Brief: Starting with the line that contains "Pick-planner input: for every instance of the road", write out each line through the end of the listing, unchanged. Output nothing else.

((

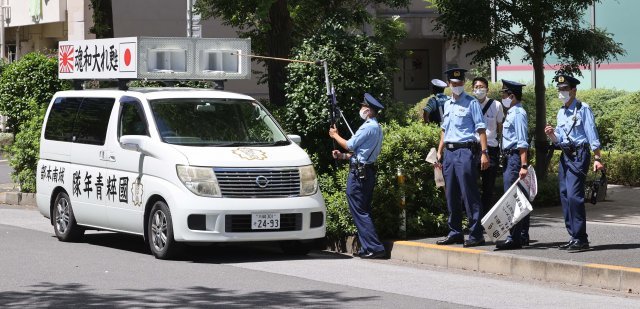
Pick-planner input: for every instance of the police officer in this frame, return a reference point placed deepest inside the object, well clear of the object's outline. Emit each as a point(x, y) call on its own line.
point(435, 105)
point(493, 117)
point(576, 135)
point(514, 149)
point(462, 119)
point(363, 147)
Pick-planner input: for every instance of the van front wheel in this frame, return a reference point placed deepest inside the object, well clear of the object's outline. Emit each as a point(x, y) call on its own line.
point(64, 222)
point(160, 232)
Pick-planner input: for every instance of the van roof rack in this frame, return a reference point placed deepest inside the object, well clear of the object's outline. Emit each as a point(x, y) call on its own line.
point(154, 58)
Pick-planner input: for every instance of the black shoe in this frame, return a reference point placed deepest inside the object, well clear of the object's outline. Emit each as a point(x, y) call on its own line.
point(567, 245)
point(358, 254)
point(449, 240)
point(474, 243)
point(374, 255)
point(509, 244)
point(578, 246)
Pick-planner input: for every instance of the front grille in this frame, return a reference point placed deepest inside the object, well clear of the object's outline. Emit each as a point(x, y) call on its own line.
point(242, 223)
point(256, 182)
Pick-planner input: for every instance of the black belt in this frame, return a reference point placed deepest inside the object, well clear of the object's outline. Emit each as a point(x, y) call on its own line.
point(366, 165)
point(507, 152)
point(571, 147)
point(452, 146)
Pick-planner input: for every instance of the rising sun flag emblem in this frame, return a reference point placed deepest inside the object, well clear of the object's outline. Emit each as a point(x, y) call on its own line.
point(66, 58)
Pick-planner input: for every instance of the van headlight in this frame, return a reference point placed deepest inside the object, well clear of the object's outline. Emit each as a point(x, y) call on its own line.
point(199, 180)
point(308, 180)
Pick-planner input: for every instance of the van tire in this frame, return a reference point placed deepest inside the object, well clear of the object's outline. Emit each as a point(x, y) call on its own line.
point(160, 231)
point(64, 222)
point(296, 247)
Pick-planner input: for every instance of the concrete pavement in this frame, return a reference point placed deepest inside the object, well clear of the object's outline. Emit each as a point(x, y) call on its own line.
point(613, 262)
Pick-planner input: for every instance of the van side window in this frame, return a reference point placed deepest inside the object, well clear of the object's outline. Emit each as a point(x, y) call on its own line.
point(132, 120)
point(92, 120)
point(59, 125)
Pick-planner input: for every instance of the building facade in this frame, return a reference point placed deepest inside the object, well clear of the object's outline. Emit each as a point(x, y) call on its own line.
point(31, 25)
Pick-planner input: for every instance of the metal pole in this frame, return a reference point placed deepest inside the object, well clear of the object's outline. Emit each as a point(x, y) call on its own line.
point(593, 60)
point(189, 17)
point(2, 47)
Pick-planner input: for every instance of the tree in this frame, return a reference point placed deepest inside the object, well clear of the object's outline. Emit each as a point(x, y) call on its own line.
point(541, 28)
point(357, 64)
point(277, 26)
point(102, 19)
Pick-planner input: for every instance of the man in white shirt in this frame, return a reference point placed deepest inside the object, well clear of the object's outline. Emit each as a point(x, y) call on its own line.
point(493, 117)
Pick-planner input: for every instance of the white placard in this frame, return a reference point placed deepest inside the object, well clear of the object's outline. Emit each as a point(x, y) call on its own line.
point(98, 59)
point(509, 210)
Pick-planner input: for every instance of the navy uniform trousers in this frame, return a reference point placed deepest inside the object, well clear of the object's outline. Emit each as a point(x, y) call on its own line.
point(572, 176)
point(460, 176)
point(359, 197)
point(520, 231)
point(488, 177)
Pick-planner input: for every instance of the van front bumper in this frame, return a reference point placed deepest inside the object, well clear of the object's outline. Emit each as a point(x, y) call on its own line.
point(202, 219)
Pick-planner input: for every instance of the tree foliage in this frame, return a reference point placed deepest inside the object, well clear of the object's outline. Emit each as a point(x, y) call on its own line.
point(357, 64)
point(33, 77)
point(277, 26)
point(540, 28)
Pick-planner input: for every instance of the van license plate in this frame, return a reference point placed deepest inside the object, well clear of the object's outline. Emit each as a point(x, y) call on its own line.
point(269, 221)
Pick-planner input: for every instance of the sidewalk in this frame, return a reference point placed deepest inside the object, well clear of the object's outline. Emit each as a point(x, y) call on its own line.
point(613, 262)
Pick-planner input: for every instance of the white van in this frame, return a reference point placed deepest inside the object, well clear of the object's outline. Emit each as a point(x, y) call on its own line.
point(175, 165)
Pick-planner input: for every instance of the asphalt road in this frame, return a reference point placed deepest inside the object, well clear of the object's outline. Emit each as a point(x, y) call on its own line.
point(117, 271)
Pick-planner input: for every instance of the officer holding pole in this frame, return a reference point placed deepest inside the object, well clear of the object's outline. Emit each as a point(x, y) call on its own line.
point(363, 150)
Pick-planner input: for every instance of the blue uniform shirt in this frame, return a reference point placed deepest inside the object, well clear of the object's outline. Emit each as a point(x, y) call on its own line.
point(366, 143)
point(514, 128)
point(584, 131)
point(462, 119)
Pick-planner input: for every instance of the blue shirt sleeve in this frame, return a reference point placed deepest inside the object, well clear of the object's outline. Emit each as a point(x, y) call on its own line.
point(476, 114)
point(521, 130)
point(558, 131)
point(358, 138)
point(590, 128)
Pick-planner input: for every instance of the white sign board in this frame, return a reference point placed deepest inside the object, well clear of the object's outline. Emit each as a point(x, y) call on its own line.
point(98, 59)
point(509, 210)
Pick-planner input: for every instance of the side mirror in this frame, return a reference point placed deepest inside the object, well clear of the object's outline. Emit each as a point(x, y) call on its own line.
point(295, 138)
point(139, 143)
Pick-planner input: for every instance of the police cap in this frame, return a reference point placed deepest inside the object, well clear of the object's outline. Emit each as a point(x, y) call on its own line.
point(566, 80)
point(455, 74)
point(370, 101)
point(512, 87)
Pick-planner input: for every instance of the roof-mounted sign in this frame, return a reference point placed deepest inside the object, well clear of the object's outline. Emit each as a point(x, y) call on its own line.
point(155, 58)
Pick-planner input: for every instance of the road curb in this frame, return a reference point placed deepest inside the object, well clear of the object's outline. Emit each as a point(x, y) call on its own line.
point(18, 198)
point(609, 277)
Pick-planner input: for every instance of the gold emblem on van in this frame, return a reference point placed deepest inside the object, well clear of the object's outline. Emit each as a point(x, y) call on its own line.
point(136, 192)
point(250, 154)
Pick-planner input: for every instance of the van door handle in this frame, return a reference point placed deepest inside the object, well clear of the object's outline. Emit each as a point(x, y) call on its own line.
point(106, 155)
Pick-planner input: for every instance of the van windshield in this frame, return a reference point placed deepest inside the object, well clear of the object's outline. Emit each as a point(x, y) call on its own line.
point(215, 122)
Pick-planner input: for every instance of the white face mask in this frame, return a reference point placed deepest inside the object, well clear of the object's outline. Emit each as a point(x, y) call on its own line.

))

Output of the task:
Pick-planner input: for every instance of the road curb in this frame, return a reference point placed deepest inside the object, well clear of the object's outline. Emit each as a point(x, y) call on its own line.
point(18, 198)
point(609, 277)
Pick-planner input: for every instance of the gold emblem on van in this frame, return a reference point placed deepest inside the object, well clear of the object's outline. Emit each as a point(x, y) call on its own line.
point(136, 192)
point(250, 154)
Pick-planner input: for every instance of the van door handle in this frame, return a reference point placed deepest inside the object, well clear of the object's outline. Emit each as a point(x, y) call on its own line.
point(106, 155)
Pick-planner input: for every instance of the van windshield in this frame, return a reference point placed deepest inside the object, well clear of the object's outline. Emit each as a point(x, y) call on its own line.
point(215, 122)
Pick-planner input: for every instance of the white face mask in this frame, return a reference point placed deepest inside the object, well clear of the object's outline. Emit each as a point(x, y) call on its own line.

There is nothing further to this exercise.